The data:
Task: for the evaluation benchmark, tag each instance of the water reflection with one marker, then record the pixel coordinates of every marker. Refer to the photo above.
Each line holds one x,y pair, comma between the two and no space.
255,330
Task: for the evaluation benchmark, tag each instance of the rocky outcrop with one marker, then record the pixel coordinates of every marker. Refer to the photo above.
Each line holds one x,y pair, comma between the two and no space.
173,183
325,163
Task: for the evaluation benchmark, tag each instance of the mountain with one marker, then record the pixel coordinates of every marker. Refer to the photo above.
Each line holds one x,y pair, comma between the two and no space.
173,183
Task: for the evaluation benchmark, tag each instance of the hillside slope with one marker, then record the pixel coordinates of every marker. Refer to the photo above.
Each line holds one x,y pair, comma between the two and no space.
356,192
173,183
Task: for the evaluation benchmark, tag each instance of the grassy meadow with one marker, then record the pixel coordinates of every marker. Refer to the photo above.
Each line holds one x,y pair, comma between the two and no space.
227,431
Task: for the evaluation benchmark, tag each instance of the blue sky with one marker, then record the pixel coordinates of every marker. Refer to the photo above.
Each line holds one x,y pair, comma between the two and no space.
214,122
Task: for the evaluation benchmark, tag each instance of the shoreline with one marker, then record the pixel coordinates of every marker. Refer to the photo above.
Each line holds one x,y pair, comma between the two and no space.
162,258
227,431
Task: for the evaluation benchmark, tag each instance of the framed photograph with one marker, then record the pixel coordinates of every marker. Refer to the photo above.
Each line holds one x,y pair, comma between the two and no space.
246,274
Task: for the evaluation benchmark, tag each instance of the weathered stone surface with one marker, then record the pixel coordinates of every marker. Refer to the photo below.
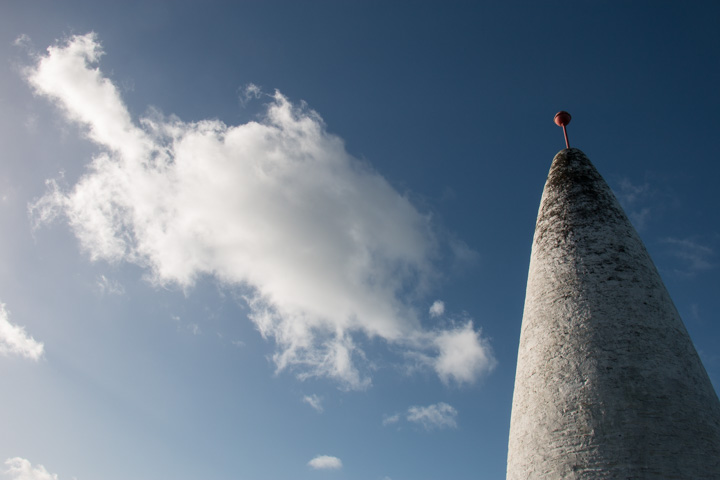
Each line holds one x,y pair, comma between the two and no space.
608,383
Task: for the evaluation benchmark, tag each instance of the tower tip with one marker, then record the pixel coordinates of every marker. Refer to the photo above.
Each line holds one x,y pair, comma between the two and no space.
562,118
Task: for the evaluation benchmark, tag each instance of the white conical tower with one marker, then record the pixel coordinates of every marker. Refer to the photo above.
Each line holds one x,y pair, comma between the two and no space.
608,383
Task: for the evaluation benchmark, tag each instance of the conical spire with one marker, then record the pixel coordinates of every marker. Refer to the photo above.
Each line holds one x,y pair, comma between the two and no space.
608,383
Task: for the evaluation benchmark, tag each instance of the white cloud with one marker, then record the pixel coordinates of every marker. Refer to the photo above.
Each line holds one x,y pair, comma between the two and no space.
314,401
22,469
109,287
437,309
323,247
437,416
464,355
325,462
15,341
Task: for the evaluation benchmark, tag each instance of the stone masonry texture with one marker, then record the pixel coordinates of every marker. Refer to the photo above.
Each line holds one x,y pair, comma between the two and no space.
608,382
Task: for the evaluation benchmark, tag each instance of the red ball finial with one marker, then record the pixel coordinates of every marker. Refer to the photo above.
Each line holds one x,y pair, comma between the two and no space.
562,118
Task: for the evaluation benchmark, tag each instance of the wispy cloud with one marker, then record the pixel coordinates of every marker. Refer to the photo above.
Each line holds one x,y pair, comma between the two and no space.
15,341
432,417
437,309
635,200
21,469
391,419
323,247
314,401
108,286
325,462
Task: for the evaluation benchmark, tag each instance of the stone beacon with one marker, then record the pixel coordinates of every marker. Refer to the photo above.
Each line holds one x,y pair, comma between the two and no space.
608,382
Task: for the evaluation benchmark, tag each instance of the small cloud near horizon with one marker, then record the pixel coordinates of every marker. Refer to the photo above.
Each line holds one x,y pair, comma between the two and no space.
314,401
325,462
14,340
431,417
21,469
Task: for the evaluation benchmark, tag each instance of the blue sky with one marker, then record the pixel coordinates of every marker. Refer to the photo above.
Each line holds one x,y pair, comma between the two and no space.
272,240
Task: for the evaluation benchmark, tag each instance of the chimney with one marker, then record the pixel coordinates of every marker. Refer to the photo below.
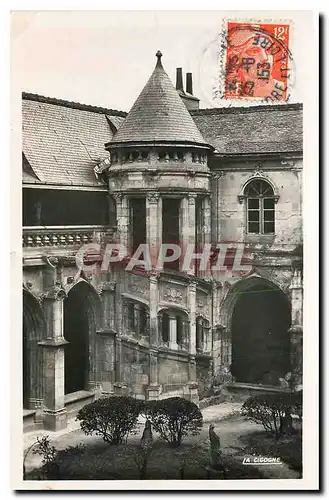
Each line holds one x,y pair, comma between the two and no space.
189,85
191,102
179,79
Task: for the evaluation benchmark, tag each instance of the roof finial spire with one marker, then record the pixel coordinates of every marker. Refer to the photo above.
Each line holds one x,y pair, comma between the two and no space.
159,55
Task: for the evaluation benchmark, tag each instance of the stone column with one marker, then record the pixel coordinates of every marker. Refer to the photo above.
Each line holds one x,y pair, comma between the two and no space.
192,312
187,227
296,330
153,390
173,332
192,342
107,291
137,320
55,417
207,219
120,387
122,210
121,317
153,225
154,300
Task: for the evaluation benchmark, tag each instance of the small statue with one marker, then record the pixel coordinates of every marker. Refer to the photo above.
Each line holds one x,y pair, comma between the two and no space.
147,437
215,453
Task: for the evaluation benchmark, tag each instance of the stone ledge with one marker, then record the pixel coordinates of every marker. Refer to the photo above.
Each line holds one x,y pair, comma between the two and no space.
28,413
77,396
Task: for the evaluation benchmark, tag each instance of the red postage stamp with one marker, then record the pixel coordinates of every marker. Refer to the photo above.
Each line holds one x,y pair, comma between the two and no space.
258,62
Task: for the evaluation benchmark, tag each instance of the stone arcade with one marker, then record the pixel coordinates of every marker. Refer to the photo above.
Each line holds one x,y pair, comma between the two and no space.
166,172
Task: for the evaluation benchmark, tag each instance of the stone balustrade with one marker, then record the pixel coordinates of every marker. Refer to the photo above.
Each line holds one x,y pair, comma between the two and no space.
63,236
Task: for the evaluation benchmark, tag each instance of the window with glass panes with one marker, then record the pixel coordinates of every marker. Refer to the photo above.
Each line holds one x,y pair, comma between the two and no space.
260,207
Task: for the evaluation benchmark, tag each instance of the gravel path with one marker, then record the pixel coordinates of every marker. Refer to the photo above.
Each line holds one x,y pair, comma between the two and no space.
229,425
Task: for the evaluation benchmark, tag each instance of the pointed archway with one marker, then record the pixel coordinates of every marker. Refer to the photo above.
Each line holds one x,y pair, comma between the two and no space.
259,318
34,327
81,318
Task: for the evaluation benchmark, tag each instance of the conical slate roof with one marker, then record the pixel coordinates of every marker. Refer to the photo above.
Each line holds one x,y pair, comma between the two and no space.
158,114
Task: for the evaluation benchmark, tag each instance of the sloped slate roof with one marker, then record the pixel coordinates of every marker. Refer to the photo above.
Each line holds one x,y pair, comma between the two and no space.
158,114
255,129
63,141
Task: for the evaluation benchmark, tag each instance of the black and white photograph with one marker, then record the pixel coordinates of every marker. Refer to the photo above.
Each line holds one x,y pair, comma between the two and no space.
164,249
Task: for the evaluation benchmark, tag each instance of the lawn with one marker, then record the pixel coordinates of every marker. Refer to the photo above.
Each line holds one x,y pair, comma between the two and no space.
288,448
106,462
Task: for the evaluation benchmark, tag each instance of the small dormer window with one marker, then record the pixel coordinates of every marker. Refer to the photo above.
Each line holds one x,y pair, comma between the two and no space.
260,201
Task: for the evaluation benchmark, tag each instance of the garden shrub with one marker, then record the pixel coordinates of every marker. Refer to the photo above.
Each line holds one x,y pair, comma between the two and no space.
113,418
273,411
174,418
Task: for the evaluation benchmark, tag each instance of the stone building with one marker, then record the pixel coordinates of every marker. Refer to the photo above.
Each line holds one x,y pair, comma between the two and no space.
167,172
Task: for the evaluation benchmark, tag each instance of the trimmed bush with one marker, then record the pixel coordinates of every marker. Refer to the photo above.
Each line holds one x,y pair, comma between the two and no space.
273,411
174,418
113,418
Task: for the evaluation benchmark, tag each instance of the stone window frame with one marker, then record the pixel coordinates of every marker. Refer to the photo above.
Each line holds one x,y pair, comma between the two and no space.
202,332
243,198
182,318
133,320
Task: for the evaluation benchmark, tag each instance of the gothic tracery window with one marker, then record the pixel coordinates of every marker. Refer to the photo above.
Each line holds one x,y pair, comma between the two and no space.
260,201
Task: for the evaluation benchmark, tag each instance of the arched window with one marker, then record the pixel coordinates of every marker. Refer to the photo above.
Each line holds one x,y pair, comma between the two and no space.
202,331
260,201
165,327
174,329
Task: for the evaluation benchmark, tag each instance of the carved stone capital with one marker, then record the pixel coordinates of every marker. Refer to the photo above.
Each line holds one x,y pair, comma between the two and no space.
191,198
219,174
51,261
118,197
108,286
153,197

Exercise description: The lines to reproduce run from the one that contains "of the arched" through the last line above; copy them exactly.

Task response:
Task: for the evaluation benchmark, tag each instance of the arched window with one marker, then record the pixel coordinates of every marker. Refer to the photo above.
Each line holds one x,y pair, comma between the two and no space.
202,331
260,201
165,327
174,329
Task: for the evaluation benchmark, tag each instance of the carved stone capital with one marker, then record the pixel coordinates of every marker. Refer to the photo above.
Each line holds one x,y pair, comma between the two and no space.
191,198
219,174
51,261
118,197
108,286
153,197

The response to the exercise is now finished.